* _Excerpt to read_:
Looking to bring artificial intelligence to the field of in vitro fertilization, Fujifilm has picked up a program developed by researchers at Brigham and Women’s Hospital and Massachusetts General Hospital designed to boost the procedure’s success.
Through its Irvine Scientific subsidiary, which focuses on assisted reproductive technologies and cell culture media, Fujifilm plans to offer non-exclusive licenses of the technology to other fertility companies that wish to employ AI and image-based tools in their work.
The software analyzes pictures of human embryos to help find the healthiest candidates for implantation. The technology requires no specialized imaging equipment and can be easily merged into a company’s existing workflow, according to Fujifilm.
"Considering how important an IVF cycle is to the patient, each step in the process is critical,” said the software’s co-inventor Charles Bormann, the IVF laboratory director at Massachusetts General Hospital.
“Embryologists make dozens of decisions that impact the success of that cycle,” Bormann said. “With assistance from our AI system, embryologists will have a valuable tool to use in their effort to identify and select embryos with the highest chance of pregnancy."

* _Problems to work on_:
1) From the article on Fujifilm's IVF software, write out word for word the passage that begins with the words containing "The software analyzes" and ends with "according to Fujifilm.".
2) Carry on the article on Fujifilm's IVF software, picking up right after its final sentence.
The article on Fujifilm's IVF software is all you need; the data after it can be ignored.

* _Record excerpts_:
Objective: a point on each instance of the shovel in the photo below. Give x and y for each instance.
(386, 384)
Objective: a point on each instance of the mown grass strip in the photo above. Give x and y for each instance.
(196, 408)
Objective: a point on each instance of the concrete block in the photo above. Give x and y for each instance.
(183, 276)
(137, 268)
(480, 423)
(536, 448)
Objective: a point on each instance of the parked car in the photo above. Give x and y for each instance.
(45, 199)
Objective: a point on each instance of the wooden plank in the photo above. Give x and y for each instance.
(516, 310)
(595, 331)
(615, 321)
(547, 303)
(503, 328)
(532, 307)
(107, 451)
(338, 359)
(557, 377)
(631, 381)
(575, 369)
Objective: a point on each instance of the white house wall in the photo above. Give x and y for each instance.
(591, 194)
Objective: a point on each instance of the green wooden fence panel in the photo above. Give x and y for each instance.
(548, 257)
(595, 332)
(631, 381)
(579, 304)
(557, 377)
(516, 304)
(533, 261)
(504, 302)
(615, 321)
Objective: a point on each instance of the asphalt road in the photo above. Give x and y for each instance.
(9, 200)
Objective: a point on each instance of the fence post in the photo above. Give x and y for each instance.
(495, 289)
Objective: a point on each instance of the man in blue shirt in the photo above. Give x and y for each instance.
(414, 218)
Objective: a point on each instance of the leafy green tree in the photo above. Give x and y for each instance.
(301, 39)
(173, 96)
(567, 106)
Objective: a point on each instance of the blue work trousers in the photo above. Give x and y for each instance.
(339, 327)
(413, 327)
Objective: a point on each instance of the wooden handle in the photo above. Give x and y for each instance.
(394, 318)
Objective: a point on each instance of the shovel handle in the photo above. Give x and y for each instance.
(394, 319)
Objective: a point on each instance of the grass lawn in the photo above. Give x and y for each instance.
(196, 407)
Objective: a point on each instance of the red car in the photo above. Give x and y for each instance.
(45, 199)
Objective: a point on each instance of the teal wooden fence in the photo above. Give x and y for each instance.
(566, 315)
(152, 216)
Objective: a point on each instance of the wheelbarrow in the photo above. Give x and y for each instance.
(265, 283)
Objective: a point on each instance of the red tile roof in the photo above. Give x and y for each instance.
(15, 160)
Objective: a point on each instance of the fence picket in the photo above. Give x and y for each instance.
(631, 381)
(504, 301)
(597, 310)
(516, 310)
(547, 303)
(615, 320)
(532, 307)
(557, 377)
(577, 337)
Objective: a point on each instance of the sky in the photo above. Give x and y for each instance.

* * *

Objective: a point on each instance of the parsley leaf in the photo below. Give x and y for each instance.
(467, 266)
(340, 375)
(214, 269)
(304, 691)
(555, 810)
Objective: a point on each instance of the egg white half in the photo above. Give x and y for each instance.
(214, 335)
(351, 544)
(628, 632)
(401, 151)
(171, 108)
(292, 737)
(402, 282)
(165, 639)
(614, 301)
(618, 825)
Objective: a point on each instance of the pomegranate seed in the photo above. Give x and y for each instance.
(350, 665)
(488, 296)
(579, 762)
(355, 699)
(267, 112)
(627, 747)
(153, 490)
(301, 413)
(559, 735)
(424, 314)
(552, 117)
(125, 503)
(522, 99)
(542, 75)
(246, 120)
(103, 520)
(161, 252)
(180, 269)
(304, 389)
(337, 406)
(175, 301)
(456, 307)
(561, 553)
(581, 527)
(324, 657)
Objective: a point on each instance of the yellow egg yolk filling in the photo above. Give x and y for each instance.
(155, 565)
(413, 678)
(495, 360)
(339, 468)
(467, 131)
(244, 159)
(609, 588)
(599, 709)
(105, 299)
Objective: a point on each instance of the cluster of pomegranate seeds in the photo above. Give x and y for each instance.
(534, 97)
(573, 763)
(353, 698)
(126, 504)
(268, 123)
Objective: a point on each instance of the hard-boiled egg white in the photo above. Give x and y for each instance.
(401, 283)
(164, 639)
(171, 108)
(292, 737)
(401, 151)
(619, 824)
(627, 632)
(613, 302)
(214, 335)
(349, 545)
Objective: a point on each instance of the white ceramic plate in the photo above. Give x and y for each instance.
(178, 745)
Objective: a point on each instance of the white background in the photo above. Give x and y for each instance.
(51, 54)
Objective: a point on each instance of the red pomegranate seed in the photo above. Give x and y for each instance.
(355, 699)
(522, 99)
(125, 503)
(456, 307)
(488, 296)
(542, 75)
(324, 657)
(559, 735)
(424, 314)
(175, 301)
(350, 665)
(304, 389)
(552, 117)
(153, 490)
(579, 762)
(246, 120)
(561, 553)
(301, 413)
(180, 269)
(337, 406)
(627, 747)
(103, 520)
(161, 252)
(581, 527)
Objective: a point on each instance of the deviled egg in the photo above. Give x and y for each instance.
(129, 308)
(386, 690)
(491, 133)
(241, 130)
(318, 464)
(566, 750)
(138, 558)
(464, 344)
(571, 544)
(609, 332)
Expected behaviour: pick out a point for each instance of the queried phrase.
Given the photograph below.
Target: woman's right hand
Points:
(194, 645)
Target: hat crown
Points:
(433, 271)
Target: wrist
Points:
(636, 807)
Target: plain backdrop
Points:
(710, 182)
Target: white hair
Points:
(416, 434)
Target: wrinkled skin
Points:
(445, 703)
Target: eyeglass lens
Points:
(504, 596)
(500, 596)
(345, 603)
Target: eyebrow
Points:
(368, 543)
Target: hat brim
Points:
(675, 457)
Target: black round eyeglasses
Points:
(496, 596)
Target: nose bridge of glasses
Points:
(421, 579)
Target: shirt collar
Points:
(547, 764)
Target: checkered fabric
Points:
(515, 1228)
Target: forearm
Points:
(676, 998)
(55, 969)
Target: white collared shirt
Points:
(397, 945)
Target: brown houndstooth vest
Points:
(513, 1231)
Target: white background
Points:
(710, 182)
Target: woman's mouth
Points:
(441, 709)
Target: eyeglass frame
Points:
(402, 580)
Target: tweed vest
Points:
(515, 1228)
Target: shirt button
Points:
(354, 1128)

==

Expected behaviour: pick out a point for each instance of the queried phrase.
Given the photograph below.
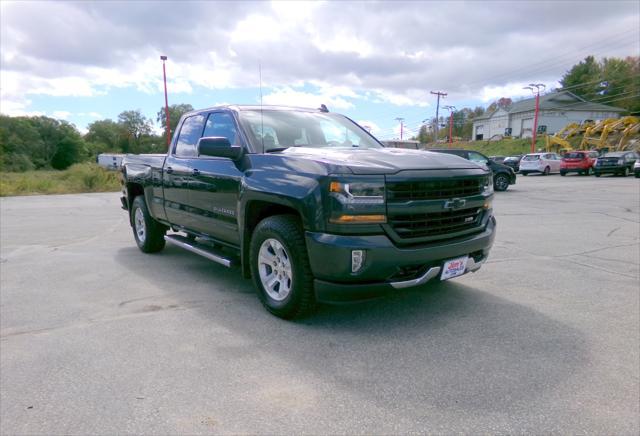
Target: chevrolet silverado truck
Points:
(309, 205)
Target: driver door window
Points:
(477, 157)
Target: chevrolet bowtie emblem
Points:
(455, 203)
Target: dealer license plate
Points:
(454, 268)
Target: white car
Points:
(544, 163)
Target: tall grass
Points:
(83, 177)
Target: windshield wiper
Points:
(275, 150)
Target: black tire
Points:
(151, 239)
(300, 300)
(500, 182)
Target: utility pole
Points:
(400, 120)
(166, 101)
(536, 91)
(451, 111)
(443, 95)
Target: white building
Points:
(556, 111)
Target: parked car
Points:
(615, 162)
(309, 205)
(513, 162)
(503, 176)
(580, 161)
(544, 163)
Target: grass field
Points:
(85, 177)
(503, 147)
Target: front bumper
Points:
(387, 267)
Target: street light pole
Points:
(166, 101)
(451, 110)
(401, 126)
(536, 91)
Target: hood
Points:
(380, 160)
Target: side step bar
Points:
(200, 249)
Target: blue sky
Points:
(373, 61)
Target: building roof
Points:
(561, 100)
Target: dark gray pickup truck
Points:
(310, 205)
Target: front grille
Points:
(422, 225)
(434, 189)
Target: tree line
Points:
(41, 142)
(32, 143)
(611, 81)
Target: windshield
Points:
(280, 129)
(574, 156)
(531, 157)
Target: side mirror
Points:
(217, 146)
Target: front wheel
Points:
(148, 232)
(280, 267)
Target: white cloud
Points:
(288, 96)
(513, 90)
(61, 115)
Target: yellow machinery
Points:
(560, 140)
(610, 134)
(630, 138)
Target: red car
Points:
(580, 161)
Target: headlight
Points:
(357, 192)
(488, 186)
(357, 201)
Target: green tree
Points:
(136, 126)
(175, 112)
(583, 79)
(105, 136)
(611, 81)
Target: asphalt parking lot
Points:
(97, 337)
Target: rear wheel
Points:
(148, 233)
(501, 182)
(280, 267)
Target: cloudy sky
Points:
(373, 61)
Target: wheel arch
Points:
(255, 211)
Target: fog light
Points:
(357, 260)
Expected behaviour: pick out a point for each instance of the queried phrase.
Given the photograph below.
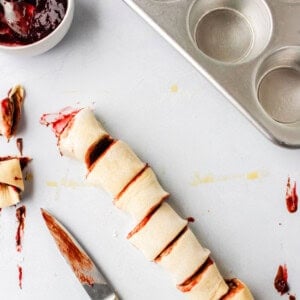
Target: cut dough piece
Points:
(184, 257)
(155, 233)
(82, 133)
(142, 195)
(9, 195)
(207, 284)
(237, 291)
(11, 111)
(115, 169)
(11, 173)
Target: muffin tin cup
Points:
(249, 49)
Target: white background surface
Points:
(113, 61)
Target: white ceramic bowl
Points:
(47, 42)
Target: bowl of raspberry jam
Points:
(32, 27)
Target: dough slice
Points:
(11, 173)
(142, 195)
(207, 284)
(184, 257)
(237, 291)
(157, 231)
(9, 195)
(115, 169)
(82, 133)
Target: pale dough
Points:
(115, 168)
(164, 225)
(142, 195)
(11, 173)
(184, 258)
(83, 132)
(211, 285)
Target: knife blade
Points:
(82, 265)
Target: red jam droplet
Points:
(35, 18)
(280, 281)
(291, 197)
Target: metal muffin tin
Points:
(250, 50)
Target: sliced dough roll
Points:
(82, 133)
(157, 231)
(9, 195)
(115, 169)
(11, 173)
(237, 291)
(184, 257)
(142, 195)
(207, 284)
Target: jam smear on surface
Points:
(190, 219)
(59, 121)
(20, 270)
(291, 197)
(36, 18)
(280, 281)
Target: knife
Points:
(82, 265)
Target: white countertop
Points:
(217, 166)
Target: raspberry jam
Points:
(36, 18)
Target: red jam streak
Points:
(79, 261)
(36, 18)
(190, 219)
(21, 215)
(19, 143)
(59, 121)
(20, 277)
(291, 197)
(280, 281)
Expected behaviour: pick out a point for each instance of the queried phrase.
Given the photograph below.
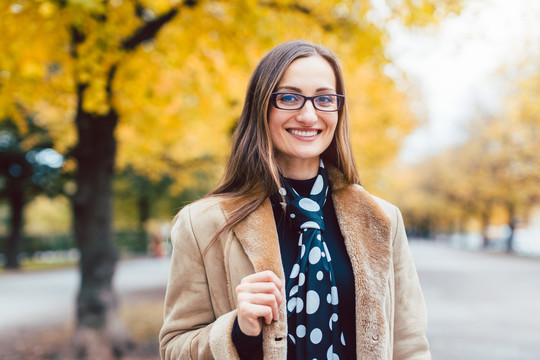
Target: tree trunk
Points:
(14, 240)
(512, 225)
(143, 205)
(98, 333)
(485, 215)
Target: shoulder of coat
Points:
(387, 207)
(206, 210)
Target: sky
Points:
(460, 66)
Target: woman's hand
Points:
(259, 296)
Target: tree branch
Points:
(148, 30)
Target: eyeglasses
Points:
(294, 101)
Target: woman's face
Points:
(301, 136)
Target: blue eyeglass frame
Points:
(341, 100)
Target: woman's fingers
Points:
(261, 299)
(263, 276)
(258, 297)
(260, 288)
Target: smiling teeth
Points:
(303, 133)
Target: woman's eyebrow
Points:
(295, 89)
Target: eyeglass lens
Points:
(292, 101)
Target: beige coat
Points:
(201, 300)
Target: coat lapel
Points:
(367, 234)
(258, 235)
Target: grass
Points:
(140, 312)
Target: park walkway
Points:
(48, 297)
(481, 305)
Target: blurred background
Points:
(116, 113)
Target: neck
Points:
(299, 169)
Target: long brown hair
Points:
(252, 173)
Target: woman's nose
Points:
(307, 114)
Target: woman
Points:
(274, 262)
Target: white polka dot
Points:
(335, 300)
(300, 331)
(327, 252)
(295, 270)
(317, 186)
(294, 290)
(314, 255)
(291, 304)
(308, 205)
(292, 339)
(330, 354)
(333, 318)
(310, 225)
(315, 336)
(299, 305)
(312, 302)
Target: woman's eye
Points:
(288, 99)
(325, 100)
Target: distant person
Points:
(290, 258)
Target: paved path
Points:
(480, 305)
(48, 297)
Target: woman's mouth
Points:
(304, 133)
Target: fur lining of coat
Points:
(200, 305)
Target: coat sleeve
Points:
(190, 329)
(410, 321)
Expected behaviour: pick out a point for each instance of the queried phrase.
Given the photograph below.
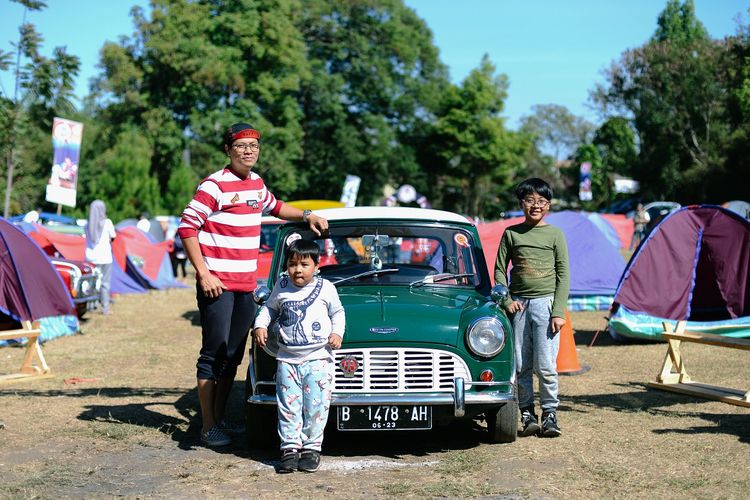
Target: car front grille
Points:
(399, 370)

* _Numbered responses_:
1)
The software analyzes pictures of human embryos to help find the healthiest candidates for implantation. The technology requires no specialized imaging equipment and can be easily merged into a company’s existing workflow, according to Fujifilm.

2)
The team of researchers previously had their work published in Nature Biomedical Engineering, showing their AI programs could work even when using low-quality images acquired from inexpensive portable microscope systems—including in evaluating human embryos, quantifying different types of sperm and diagnosing infections in blood.
"Tools to assist with embryo selection are only the beginning. Development and testing of applications to support the selection of oocytes, sperm and genetic assessment are in progress," said Steve Geimer, executive director of Fujifilm Irvine Scientific’s medical business unit. The financial terms of the deal were not disclosed.